§ AIM:
Extract each line below that contains the word "table", copying it in full.

Excerpts from point annotation data
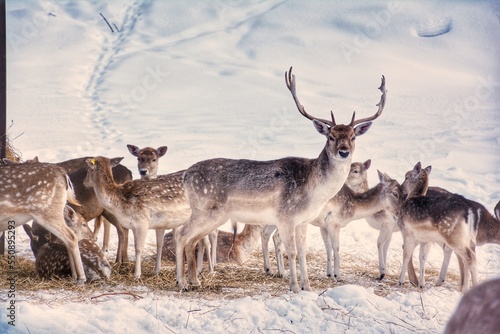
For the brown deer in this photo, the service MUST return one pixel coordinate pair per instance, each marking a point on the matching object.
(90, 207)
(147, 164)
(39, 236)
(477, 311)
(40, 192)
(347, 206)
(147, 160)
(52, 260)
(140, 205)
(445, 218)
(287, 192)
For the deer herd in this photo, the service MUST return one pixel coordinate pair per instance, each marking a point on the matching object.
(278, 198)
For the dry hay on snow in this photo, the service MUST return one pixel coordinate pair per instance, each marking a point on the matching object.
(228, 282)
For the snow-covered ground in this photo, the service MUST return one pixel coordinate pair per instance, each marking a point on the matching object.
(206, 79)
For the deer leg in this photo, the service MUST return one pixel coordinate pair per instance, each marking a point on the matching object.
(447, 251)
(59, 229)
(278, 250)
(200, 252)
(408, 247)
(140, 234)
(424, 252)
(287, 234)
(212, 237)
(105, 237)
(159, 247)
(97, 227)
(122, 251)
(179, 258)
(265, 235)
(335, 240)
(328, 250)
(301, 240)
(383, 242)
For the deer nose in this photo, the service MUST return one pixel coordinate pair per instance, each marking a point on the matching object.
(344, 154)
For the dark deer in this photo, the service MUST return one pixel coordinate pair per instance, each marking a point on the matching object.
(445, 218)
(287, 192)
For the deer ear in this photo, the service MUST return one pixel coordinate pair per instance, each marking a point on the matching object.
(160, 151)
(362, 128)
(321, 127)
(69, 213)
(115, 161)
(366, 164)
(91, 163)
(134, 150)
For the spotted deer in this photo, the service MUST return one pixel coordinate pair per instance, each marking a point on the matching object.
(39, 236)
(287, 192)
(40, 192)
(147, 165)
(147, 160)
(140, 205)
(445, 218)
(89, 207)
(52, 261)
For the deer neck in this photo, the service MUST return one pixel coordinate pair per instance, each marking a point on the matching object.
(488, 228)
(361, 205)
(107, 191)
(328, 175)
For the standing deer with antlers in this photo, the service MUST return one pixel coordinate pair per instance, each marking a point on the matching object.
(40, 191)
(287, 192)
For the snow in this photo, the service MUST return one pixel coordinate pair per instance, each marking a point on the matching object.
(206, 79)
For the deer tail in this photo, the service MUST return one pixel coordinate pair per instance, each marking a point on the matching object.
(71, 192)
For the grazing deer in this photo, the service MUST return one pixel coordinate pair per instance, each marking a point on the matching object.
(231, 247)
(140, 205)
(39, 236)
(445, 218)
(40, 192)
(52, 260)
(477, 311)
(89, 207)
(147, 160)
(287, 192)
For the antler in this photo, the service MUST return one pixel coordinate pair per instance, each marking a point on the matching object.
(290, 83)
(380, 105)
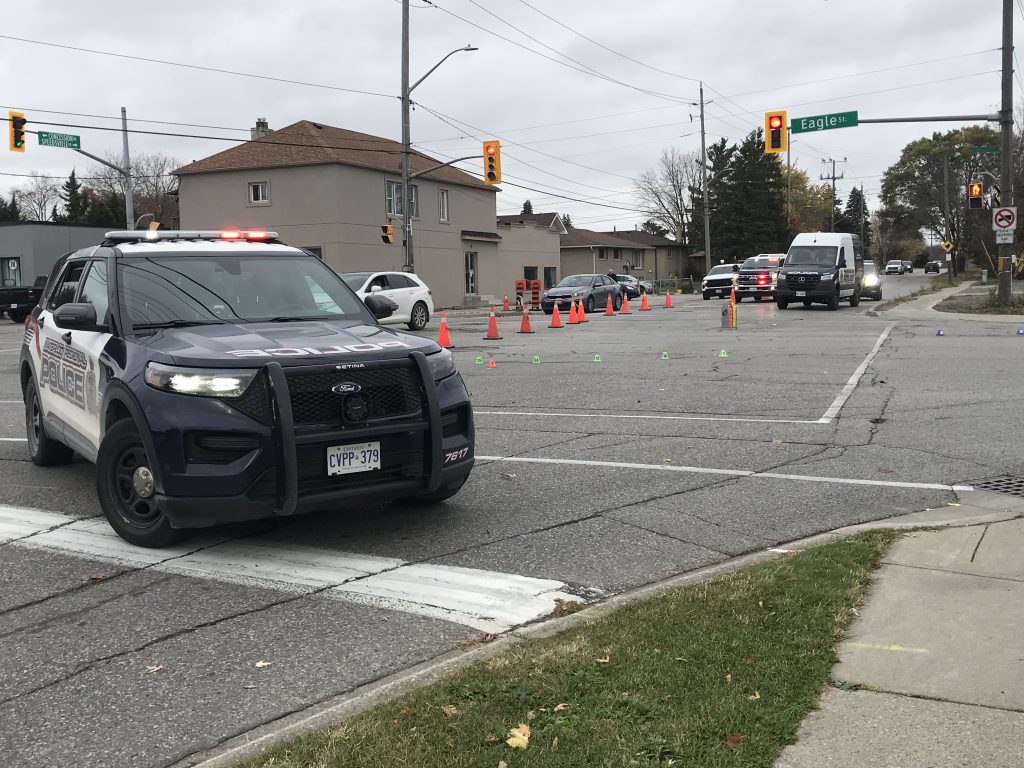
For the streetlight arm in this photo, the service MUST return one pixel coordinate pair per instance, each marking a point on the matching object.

* * *

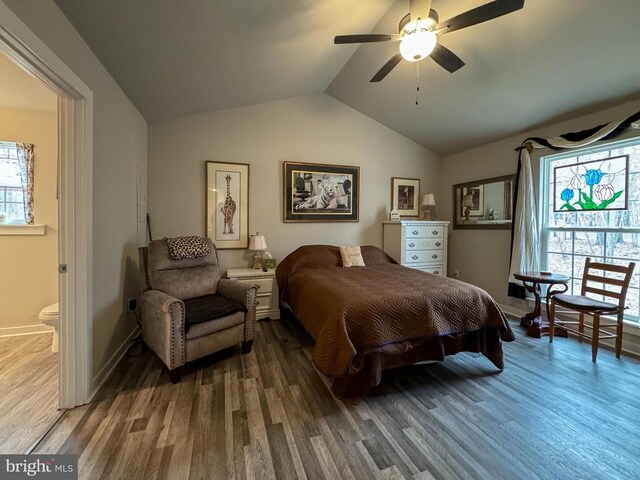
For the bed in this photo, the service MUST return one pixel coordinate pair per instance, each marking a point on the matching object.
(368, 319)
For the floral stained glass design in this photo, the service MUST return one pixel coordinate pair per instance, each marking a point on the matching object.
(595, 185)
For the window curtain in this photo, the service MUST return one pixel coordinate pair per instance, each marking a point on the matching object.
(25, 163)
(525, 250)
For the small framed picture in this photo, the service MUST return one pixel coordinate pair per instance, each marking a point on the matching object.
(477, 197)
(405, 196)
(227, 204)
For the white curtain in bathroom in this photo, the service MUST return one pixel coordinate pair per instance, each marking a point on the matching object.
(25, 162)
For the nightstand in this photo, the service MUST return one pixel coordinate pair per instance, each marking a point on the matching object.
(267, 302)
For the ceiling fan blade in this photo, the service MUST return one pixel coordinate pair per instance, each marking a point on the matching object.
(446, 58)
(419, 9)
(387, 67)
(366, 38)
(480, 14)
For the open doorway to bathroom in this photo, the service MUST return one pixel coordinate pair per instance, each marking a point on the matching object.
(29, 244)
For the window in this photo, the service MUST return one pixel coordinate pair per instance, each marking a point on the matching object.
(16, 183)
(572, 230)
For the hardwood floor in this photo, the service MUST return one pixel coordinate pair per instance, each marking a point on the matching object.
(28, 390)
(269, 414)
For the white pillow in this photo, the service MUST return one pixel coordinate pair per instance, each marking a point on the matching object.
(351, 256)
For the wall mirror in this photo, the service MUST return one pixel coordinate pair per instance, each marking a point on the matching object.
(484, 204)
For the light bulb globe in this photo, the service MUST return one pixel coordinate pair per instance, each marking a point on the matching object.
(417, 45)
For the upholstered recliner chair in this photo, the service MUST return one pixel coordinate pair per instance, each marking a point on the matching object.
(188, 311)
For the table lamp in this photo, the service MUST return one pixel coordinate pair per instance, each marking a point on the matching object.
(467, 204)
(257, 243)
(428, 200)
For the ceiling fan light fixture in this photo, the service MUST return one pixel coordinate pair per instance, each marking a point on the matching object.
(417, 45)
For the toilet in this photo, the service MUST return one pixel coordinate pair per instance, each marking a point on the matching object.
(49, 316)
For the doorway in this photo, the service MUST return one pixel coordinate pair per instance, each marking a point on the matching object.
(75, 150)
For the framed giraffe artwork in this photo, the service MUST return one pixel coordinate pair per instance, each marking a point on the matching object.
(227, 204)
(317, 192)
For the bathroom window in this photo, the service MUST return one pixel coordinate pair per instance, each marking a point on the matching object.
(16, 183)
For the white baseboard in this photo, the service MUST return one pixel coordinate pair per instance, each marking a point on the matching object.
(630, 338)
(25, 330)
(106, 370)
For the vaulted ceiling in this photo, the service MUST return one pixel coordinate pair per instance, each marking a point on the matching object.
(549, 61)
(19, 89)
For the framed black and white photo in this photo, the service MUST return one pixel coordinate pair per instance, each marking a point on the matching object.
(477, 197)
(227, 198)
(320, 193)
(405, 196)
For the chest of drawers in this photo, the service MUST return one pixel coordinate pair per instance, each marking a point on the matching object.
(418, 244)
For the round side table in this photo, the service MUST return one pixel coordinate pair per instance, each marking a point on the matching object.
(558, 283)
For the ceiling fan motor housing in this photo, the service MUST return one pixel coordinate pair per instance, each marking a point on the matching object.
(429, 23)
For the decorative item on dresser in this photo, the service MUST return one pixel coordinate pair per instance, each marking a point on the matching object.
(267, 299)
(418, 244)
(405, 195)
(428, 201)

§ RESPONSE:
For the table lamp in this photo, the service MUST return one pixel coordinate pair per instance, each marking a point on the matching object.
For the round side table in this photo, the service MUST return one pixel coordinate pair per instance, each marking a point on the matching object.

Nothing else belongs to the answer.